━━━━━ Document ━━━━━

Tuesday, 2 November 2010
Mung Day twenty three

Monday, 1 November 2010
Day twenty two. 22. Double swans?

Sunday, 31 October 2010
DAY TWENTY ONE. That's TWO ONE.

Saturday, 30 October 2010
landed at mung day 20

Friday, 29 October 2010
day nineteen on the mung trail

Wednesday, 27 October 2010
mung day seventeen, innit

Tuesday, 26 October 2010
Sweet Sixteen days of mung

Monday, 25 October 2010
mung fifteen going on sixteen

I'm hungry. I want chocolate, not mung. What is it, then? Why am I like this today? Maybe it was talking to the bank and being interrogated on my money woes. Maybe it's because I'm nervous about teaching the yoga class tonight... of course I know it will be absolutely fine, but it's my first one and I am a little meepsome! Well, I'm craving sugar really really. I feel like a bottomless pit today. Sometimes nothing will do but a slice of chocolate caterpillar cake. Hmm. Ah well, onwards and upwards. I bet once I've got through the class tonight, I'll be fine.
Sunday, 24 October 2010
Two weeks of mung!

Yes, that's right, two weeks of mung. I feel healthy and happy. I'd like to stop eating so much fruit, though, but rather fruit than chocolate, right? I've embarked upon a bag of brown rice for a change, which is good because I prefer it to basmati. I'm not skinny malinki considering I've been doing this for 2 weeks, but that's ok. I'm more into feeling healthy and I am starting to taste things - very subtle but perhaps my reliance on salt is waning! I am teaching my first big yoga class tomorrow! Hurrah! Ok, now I'm off to bed. My I'm a healthy lass. Two weeks of no wheat, dairy or refined sugar. Respect.

━━━━━

What needs to be done:
Extend the mung diet journal beyond its final sentence.

━━━━━ Data supplied ━━━━━

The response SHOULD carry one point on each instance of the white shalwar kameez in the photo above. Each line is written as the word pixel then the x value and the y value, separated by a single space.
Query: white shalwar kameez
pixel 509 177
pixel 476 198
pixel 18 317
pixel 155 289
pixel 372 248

━━━━━

Solved problem:
Saturday, 23 October 2010
lucky day thirteen

Wowee have I got a temper on me at the moment. It's not major, but sometimes I find myself spitting with rage. I never get that!! But it's all consuming and I want to scream and kick and throw things - insane!! So I figure that's stuff releasing from the detox, right? I'm eating ALOT at the moment - lots of rice, mung, veg at meal times and loads of fruit and almonds in between. That's ok. I'm just letting myself get on with it, but I know that I'm eating because I'm bored and out of habit while I'm writing. It's ok. So I've nearly finished 2 weeks. That's half way. I'm really proud of myself!! I'm determined and I'm enjoying it. It is a little tasteless but it's soothing and I do feel good.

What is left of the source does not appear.